## Start TEXT

When you have the opportunity to race, or in my case, chase the NORRA Mexican 1000 you better take it. Because this race more than a race is a journey, a journey that shows you the best that Baja Peninsula has to offer and if you let it embrace you, it can be life-changing.
Mike Pearlman, Eliseo Garcia and all the NORRA crew puts together what it is known “the happiest race on Earth” and you know what, like Han Solo in the ‘Force awakens’ says… “It’s true, all of it” (yeah, save it.)
The Mexican 1000 it’s a celebration for our Baja culture taking a journey by the very places and people that shaped Off-Road racing the way it is now, starting in Ensenada heading all way down to Cabo, 1 peninsula, 6 cities, over 1200 miles and millions stories later, here I am back, not with millions of stories but the ones captured with my camera.
This won’t be the usual racing coverage stuff, it gets real, more personal in the same way NORRA is all about, hope you like it.
Ensenada ~ San Felipe
Suddenly, we’re back in time. The Original Stroppe rig alongside the original Big Oly and their Bronco cousins in a celebration of the off-road legacy.
I speak as a local when I say Ensenada is somewhat stuck in time, and I’m not sure that’s a bad thing.
Let’s head southwest as southwest go.
And then once again, it’s time to race, both old and new, legends and rising stars sharing the race track.
For us (the media guys) the chase begins and the hard drives start to get filled with footage and moments we freeze in time.
Special leg 2: Diablo’s Lake to San Felipe timing gate. In the background, the Sierra de San Pedro Martir, with the highest peak of Baja, the Picacho del Diablo with 3100 meters above sea level.
Diablo’s dry lake bed, as hellish as it is beautiful.
Then we reached San Felipe, and The Safari Watchmen.
San Felipe ~ Bahia de Los Angeles
223 miles (438 miles total)
Second day of racing, let’s do this.
In the shadows, because the sun was too hot.
There’s something special in a Porsche racing Baja, something that blows your hair off.
Las Delicias just south of Puertecitos, the sand starts to get heavy, we’re just getting started.
Road trip to Bay of LA.
Made it to fight for another day!
Smiles that will last forever.
Bay of LA is simply too small for the NORRA caravan. This is where the bikes and safari class goes straight to Guerrero Negro while the whole downtown of BOLA becomes the “compound” for the car teams where thousands of small stories are being written, all at once.
This is Sol Saltzman and he was one of my favorite racers to follow all week, he drives (in boots!) a single-seat ’72 Funco SS1.
You likely will end up camping in Bay of LA, but that’s not a bad thing at all if you’re prepared.
And night fell and we all rest.

## End TEXT
## Start DATA TO USE

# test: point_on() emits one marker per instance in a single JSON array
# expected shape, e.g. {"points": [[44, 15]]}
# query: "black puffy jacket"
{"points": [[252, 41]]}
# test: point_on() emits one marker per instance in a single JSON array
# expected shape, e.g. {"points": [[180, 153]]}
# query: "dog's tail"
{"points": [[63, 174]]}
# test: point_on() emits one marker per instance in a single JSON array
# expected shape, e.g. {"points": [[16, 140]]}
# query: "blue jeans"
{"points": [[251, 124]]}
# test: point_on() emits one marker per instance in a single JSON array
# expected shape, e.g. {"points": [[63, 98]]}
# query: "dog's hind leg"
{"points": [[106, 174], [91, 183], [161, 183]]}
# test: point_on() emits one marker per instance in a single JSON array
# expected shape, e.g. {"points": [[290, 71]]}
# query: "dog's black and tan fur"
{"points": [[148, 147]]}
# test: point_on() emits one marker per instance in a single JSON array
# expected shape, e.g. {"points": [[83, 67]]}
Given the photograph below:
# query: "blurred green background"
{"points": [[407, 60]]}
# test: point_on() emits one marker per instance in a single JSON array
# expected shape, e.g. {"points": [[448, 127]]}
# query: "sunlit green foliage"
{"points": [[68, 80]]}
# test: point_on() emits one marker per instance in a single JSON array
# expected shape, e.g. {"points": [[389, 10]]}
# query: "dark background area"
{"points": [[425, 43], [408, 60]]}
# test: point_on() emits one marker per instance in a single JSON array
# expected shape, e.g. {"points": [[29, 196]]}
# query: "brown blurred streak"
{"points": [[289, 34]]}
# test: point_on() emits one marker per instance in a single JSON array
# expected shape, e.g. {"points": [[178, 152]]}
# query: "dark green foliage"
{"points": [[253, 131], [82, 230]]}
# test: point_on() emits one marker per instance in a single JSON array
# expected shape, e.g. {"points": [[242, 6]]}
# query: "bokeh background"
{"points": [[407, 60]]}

## End DATA TO USE

__OBJECTIVES__:
[a] Report each line of the listing that contains the string "dark".
[b] Write the next part of the NORRA Mexican 1000 race account, picking up after its final sentence.

__THE RESULTS__:
[a]
# query: "dark background area"
# query: "dark green foliage"

[b]
Bahia de Los Angeles ~ Loreto
421 miles (860 miles total)
Half of rally done and things are starting to get dicey.
For us, part of the game is to chase-and-find “cool spots” to capture whatever story that unfolds in front of you, ‘silt’ is the key-word in most cases.
We found this spot right before crossing the state line into Baja Sur, it was a matter of time for that silt to take its first victim.
And it did…
… and did…
… and did several times more.
Silt beds are media’s best friend and racer’s worst enemy. I love silt.
Moving on, the desert starts to change into something out of an alien movie.
Side-street pit stop.
The mandatory San Ignacio postal card photo. If you have been in San Ignacio, you know that the place is an oasis in both literal and figuratively speaking.
San Ignacio entrance street, imagine this in the middle of the desert, lovely.
In San Ignacio there’s a checkpoint that give us time for some portraits…
… and cigarettes.
Thank you San Ignacio, let’s continue our journey.
Loreto ~ La Paz
291 miles (1151 miles total)
Loreto and its surroundings are some of the most beautiful places that Baja has to offer.
Loreto malecon, start of activities for day 3 of the NORRA rally.
Marcus and Philip Benham came all way from Italy along with their ’78 Vespa’s, the idea is to race in style. “For those happy souls that enjoy a drink with their friends, reached a full filling joy and always maintain their chivalry” – Vespa #4
Lyle Tonelli and his 3-wheeler deathwish.
Couple more frames before start chasing dirt.
I was able to capture the safari class as they leave Loreto. Again they took a different racetrack to meet us in La Paz that night.
Always expect live cattle on racecourse at all times, also on the highway chasing. Expect the unexpected.
After driving miles looking for our next shooting spot, we had to settle for a long stretch with a small puddle of silt, not my favorite place to shot but in this cases we just need to believe…
Then it happens, my favorite racing car (besides Big Oly and all other vintage jewels) this ’89 Porsche 964 of Jeff Gamroth who ran out of fuel right in front of us, right in the middle of nowhere. Luckily for them we were prepared and gave them 10 gallons of fuel, enough to make it to their next pit stop. Not sure who was more stoked, they for getting out of trouble or us for helping them and be part of their journey (and no, we didn’t accept their money).
By the nature of this day special stages, we were only able to catch them once during the day, then we headed to La Paz.
La Paz ~ San Jose del Cabo
143 miles (1295 miles total)
We reached our destination, not without catching a glimpse of Baja postals first, off-road museums with the best chorizo-machaca burritos (Cheko’s just south of La Paz, that’s the spot) and views that you fell in love with instantly.
Once we reached the finish line, the smiles never stopped…
Bruised but not dead, Big Oly crosses the finish line probably one last time.
The Vespa’s made it all way to the finish line in Cabo, this is why NORRA’s special.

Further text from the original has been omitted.